_Exercises_
1) Answer these from the spanking study report.
(a) How many Ontario adults took part in the survey?
(b) At which university did the researchers work?
(c) What was the age range of the respondents?
2) Carry the spanking study report forward, starting right after its last sentence.

-- Document segment follows --

T O R O N T O Oct. 5, — Children spanked by their parents are twice as likely to develop drug and alcohol problems in adulthood, according to a Canadian study released today.
S U M M A R Y
A recent study shows that spanked children are twice as likely to develop drug and alcohol addiction, anxiety and depression in adulthood.
The study found that those who were spanked or slapped had increased rates of anxiety disorders, anti-social behavior and depression.
But the authors of the survey of 4,888 adults in Ontario were quick to add that once spanked a child wouldn’t automatically develop problems.
“Not everyone who is spanked or slapped (as a child) goes on to develop a disorder,” said Dr. Harriet MacMillan, who developed the study with five other researchers at McMaster University in Hamilton, Ontario.
See full article, "Slapping and spanking in childhood and its association with lifetime prevalence of psychiatric disorders in a general population sample," in the Canadian Medical Association Journal, October 5, 1999.
Their study, published today in the Canadian Medical Association Journal, is believed to be the largest of its kind in the world.
The researchers based their findings on the responses of adults, ages 15 to 64. Of the respondents who were slapped or spanked occasionally, 21 percent developed anxiety, 7 percent suffered from major depression, 13 percent had an alcohol problem, and 17 per cent developed drug abuse or an anxiety disorder.

-- Document segment concluded --
-- Provided data follows --

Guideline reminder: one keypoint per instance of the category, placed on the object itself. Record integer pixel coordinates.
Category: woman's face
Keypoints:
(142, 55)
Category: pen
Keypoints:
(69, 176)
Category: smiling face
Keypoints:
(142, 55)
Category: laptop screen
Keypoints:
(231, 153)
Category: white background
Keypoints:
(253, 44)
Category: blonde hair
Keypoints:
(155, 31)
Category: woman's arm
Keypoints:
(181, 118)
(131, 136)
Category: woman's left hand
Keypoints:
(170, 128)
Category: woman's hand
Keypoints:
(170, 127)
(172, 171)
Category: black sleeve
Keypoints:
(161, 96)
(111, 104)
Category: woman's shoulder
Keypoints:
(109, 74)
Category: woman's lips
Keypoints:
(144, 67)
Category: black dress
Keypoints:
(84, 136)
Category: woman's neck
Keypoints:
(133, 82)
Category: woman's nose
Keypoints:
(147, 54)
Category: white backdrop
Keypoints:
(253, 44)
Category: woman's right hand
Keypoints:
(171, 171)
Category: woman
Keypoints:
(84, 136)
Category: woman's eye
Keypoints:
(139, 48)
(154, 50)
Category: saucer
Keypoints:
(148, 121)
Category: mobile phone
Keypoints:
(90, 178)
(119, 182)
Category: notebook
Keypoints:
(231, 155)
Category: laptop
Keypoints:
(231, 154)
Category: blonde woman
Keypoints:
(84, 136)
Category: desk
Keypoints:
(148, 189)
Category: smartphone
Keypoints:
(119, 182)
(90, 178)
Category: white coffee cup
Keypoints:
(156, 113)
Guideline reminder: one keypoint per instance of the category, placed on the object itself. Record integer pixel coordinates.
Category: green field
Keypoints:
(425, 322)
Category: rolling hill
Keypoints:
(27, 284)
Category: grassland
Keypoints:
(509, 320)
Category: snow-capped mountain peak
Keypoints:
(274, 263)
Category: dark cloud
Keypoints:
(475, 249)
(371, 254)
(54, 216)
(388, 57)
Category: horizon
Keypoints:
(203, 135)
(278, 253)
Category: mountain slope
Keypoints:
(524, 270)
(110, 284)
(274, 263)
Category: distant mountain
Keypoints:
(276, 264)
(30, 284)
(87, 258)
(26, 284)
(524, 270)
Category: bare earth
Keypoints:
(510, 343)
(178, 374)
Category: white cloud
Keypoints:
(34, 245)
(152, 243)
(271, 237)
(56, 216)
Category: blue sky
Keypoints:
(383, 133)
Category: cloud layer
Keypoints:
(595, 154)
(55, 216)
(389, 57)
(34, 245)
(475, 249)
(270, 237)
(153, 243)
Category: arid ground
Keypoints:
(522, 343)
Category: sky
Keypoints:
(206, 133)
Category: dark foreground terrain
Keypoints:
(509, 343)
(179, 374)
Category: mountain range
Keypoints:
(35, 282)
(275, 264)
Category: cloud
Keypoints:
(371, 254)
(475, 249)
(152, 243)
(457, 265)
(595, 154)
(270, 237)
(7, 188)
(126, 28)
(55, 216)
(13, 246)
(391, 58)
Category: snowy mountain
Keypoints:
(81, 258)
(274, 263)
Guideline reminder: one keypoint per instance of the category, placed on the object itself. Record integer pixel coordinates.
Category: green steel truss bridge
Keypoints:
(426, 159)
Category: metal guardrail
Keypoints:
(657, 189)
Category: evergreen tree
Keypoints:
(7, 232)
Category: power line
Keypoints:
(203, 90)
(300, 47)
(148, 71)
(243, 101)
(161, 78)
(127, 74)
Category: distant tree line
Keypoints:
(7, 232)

-- Provided data concluded --

_Answers in order_
1)
(a) 4,888
(b) McMaster University in Hamilton, Ontario
(c) 15 to 64

2)
“It is likely that some, but not all (respondents), are at risk for developing a disorder,” she said. “But since I can’t predict who will develop a disorder, the risk should be avoided by practicing alternative forms of discipline.”
Avoid Risk Factors
About 70 to 75 percent of Canadian parents spank their children, according to previous studies. But 41 percent of those surveyed were “rarely” spanked or slapped as children, while 34 per cent said “sometimes”, 21 per cent said “never” and 6 per cent responded “often”.
But spanking is much more common in society than the data indicates, because kids are mostly frequently spanked between the ages of 3 and 4, and that is too early for most adults to remember, MacMillan said.
She hopes her findings will encourage parents to avoid spanking as a disciplinary tool.
The Toronto-based legal-aid clinic, Justice for Children and Youth, is launching a constitutional challenge against spanking.
“The study reinforces what parents need to hear - spanking is is not good for children and parents need to modify their behavior,” said lawyer Cheryl Milne, who is leading the case scheduled for early December.